--- TEXT UNDER STUDY ---

We who have been blessed by children, grandchildren and great-grandchildren's sweet songs, hugs, and joyous laughter are praying that the Lord comfort these grieving grandparents and family members.
Mrs, Carolyn J. Welch
a great-grandmother
in Amarillo Texas
Thank you Nancy Grace for an excellent job in reporting, sorting and showing all of this tragic true life drama.
This is the only site I've been able to post a comment on. I need to comment on this because it just hits so close to home, as I'm sure it does for so many. I am so deeply saddened and angry and just entirely sickened that the remains were confirmed earlier today. I read a blog a few minutes ago that said it perfect- it was from something Nancy Grace had said- everyone knew in their heads that the remains were Caylee, but no one wanted to accept it in their hearts. I have a 3 year old daughter of my own and I've never been able to put myself in a "What would I do, How would I feel?"-type situation that I could relate to so closely. My heart goes out to the family of Caylee Marie Anthony, and any other family whose situation hasn't been as publicized. And again, as the mother of a 3 year old girl, I'm beyond devastated trying to wrap my head around every aspect of this ongoing investigation. I just can't help to imagine myself and my child in this situation, and how I'd react to it. It makes me want to hold my daughter and never let go. If Casey didn't do it, shame on her for not being more aware of her baby girl. If she did do it, may God have mercy on her soul.

--- ENTRIES PROVIDED ---

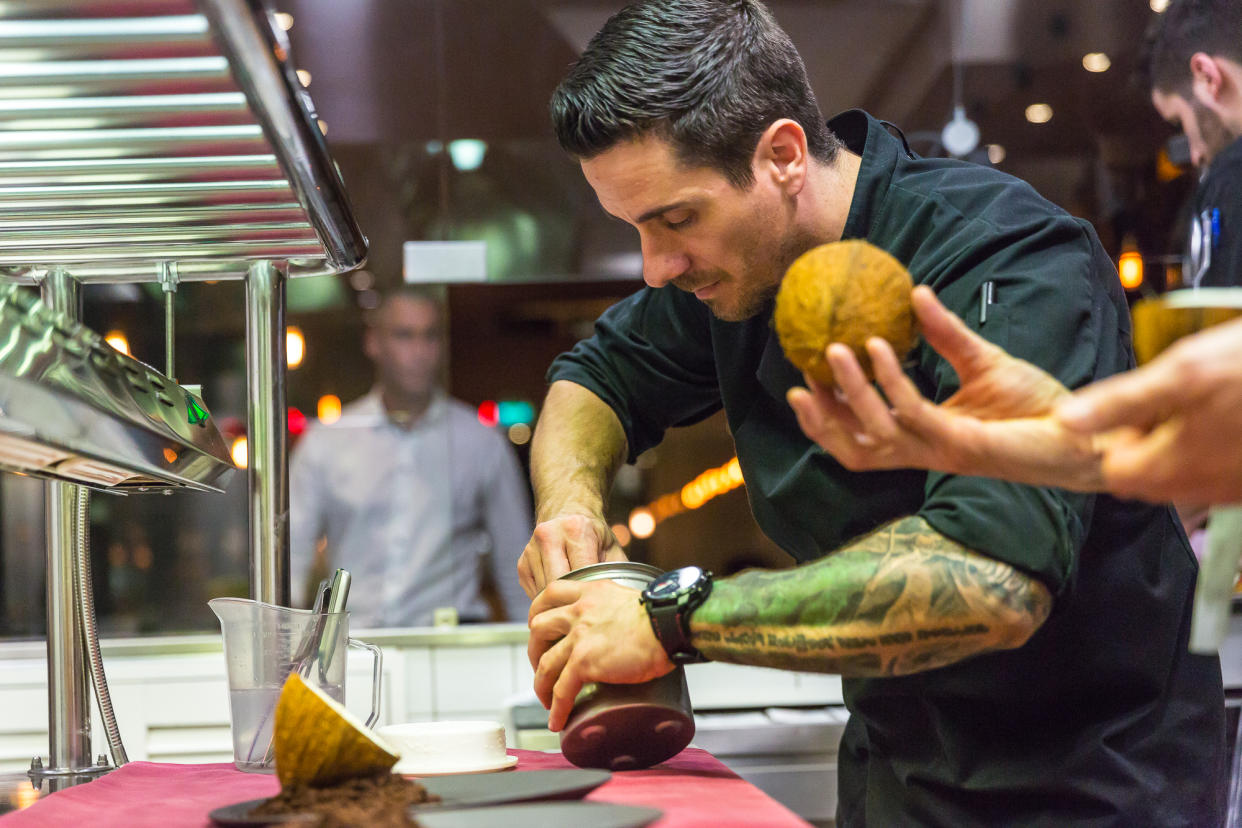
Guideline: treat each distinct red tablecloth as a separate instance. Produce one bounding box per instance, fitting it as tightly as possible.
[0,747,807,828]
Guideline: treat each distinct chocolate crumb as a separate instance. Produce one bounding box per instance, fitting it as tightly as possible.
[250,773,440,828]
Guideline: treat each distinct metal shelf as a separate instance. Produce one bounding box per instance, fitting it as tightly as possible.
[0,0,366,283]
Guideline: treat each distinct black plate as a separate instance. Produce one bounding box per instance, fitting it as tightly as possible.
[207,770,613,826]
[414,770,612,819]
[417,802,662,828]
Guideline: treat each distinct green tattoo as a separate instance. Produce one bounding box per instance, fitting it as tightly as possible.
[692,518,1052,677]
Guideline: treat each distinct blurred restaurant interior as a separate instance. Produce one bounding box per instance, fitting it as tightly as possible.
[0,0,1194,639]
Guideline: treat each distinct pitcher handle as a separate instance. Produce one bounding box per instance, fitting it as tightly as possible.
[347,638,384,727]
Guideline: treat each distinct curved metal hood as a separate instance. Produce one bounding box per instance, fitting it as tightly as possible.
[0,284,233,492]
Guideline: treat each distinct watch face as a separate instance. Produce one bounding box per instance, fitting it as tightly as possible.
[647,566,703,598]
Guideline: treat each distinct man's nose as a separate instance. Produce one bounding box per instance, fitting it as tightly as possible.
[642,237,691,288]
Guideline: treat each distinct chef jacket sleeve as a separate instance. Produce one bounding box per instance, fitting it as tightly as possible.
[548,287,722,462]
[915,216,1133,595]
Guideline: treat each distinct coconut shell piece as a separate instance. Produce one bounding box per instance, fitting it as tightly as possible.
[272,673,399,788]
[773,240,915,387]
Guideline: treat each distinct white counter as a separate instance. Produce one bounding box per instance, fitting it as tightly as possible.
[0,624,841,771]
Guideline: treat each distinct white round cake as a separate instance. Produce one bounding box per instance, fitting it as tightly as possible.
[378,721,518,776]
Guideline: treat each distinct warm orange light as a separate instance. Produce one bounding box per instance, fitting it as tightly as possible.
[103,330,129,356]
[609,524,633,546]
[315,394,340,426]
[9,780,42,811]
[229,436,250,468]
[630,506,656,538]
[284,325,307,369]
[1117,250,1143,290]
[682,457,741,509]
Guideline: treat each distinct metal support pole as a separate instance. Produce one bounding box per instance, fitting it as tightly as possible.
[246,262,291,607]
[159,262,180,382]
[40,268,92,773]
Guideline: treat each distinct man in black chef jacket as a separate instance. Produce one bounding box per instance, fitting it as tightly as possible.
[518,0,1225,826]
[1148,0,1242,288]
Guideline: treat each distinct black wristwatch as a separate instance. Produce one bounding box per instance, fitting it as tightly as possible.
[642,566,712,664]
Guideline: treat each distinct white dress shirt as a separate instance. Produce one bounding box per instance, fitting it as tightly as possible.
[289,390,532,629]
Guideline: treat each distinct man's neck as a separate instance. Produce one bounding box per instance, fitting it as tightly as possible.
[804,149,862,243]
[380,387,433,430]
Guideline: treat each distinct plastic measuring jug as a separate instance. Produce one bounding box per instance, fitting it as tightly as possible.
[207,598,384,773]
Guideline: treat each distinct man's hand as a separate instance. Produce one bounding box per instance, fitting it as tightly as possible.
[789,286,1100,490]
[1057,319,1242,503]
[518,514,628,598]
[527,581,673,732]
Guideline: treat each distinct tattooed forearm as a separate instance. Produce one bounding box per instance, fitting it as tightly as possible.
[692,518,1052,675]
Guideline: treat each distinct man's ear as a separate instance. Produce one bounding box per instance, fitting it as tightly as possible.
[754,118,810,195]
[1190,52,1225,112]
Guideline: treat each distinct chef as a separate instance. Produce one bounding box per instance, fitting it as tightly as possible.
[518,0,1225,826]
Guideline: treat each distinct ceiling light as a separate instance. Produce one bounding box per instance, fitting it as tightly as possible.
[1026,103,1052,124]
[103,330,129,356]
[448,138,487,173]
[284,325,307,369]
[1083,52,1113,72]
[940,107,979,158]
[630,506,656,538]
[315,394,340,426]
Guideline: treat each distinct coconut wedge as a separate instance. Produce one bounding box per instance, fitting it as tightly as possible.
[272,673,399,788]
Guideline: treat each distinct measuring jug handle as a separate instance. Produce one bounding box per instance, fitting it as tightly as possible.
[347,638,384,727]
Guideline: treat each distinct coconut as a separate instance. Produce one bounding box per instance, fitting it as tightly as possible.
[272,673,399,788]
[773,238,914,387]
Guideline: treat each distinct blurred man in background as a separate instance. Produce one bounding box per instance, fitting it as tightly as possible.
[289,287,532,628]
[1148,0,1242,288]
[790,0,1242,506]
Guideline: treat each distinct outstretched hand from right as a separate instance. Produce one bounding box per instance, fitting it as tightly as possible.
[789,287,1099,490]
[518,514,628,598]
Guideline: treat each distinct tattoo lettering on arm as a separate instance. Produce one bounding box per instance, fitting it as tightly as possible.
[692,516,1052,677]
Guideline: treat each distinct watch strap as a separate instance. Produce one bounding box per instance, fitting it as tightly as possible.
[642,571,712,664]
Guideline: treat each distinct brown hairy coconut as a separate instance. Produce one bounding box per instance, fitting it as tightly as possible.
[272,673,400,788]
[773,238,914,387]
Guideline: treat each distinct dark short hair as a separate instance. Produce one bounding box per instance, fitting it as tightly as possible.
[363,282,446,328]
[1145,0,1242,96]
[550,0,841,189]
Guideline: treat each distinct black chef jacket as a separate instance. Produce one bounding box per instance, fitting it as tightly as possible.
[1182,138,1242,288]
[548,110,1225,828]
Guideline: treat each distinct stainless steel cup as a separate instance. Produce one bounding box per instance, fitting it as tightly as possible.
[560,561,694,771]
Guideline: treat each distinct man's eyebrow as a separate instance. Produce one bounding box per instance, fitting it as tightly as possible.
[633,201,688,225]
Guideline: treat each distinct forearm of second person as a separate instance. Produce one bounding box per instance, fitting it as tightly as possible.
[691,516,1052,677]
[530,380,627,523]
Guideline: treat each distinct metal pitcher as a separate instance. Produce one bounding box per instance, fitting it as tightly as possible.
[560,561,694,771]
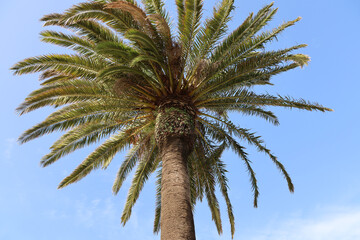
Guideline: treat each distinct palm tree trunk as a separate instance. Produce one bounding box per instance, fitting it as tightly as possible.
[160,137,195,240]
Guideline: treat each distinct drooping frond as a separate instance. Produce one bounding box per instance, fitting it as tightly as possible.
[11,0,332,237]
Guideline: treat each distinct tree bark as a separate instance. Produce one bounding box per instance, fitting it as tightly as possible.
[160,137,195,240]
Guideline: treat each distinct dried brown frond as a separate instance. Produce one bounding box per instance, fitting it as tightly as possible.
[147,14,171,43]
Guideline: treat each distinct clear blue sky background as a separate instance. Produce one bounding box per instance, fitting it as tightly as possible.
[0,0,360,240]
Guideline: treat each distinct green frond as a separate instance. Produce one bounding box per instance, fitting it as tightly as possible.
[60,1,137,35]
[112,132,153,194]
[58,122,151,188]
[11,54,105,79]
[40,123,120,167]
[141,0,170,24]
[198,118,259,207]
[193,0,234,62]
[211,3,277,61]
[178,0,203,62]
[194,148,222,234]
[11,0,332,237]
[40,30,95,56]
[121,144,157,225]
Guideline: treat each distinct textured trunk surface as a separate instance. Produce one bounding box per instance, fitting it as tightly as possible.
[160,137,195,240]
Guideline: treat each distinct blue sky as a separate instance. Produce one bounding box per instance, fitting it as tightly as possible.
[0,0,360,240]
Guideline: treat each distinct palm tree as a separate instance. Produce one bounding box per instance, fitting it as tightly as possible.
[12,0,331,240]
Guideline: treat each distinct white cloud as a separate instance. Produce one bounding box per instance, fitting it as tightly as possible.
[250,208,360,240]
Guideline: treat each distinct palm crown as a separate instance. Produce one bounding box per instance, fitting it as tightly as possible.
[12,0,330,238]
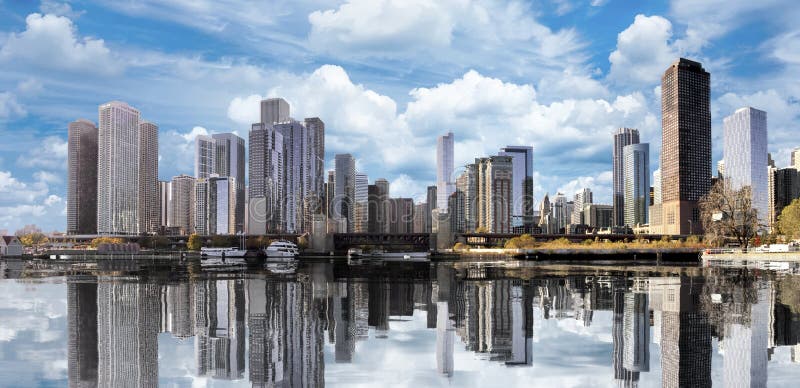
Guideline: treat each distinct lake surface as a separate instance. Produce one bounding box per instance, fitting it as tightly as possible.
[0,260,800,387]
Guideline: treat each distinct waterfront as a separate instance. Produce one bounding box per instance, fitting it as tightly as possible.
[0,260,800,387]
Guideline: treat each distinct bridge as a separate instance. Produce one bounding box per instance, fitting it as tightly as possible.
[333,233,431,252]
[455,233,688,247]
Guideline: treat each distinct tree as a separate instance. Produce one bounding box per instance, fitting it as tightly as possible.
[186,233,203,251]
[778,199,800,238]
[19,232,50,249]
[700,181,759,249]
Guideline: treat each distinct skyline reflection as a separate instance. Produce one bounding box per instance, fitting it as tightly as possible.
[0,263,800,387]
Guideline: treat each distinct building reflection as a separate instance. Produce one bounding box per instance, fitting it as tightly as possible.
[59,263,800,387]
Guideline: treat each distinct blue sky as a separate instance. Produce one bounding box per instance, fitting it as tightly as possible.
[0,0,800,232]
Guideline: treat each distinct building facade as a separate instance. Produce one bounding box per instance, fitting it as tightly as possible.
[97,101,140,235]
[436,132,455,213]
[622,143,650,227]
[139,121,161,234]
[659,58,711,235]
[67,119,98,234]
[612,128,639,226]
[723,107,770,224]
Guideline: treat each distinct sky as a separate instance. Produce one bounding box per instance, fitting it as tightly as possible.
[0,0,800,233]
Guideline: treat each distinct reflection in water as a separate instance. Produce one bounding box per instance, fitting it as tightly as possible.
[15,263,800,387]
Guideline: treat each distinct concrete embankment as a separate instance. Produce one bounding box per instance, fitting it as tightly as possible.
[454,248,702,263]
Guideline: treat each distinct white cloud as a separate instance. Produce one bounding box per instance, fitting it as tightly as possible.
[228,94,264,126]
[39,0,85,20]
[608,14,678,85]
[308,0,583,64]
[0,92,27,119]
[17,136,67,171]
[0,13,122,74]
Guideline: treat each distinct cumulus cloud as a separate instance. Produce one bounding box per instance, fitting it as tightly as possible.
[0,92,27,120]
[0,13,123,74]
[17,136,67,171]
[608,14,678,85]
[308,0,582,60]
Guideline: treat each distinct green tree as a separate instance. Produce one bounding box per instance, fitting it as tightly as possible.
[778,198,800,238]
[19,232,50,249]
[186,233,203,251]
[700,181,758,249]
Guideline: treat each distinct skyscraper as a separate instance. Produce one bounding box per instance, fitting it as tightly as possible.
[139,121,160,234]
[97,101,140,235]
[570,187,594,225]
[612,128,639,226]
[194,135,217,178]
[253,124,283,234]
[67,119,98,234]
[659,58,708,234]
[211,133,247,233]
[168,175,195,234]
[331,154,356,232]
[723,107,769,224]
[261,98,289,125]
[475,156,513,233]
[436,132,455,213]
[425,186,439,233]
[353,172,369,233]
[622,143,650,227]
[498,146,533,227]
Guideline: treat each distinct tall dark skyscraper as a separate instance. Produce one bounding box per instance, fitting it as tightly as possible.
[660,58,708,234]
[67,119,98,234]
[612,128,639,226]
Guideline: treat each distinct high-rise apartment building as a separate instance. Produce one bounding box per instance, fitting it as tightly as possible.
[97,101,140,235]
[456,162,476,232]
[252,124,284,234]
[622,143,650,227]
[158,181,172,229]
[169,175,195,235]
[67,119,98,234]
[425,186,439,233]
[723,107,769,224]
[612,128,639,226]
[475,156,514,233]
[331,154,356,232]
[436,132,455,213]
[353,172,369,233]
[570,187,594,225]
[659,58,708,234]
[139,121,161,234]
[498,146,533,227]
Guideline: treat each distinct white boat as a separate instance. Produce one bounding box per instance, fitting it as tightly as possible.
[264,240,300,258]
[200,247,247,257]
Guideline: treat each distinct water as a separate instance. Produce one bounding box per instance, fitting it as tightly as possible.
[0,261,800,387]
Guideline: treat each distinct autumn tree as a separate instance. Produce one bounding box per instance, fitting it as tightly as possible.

---

--- THINGS TO DO ---
a - Please print the passage of the Caylee Anthony comments from "We who have" up to and including "true life drama.".
b - Write what comes next in the Caylee Anthony comments, picking up after their final sentence.
The records play no part in what is asked here.

--- RESULTS BY TASK ---
a -
We who have been blessed by children, grandchildren and great-grandchildren's sweet songs, hugs, and joyous laughter are praying that the Lord comfort these grieving grandparents and family members.
Mrs, Carolyn J. Welch
a great-grandmother
in Amarillo Texas
Thank you Nancy Grace for an excellent job in reporting, sorting and showing all of this tragic true life drama.

b -
Is it too late for me to move to Orlando so that I can be called for jury duty? I cannot understand how a mother can allow her own flesh and blood to decay and be carried away piece by piece by animals. Casey has no soul or consience. I can only imagine the crap the defense team will throw against the wall to try and get there client off. Any, yet, even if by some very, very, very, very remote chance that would occur, I am sure that Casey would not survive out of prison. So...I guess, any way you look at it, her life is over whether it is spent in prison or out of prison. She probably is safer in prison where she can rot until she finds herself rotting in hell.
As of today (Saturday,Dec. 20) another search warrant has been issued and executed on the Anthony home that obtained more items. Let's all hope that the items definitively (sp??) match up with something found with the body and make an air tight case against the responsible party. I have my faith in the prosecutor's office, Dr. G, and the FBI and Oak Ridge Labs. Hopefully this child will soon be laid to rest.
I thought I commented on this before? If not - thanks again for your heartfelt posting on this delicate subject. While I am sure we are, none of us, surprised by this turn in events, it is heartwrenching to finally hear the gruesome truth. I am sending out thoughts for swift and speedy justice for little baby Caylee.
Thank God they found this child before Christmas.
That baby was killed because she was born and that is the only reason. She is innocent child with her whole life ahead of her.
I can't say for sure that the mother did it I just cannot and that is a fact.
But I want everyone to remember that the "Apple does not fall from the tree NEVER"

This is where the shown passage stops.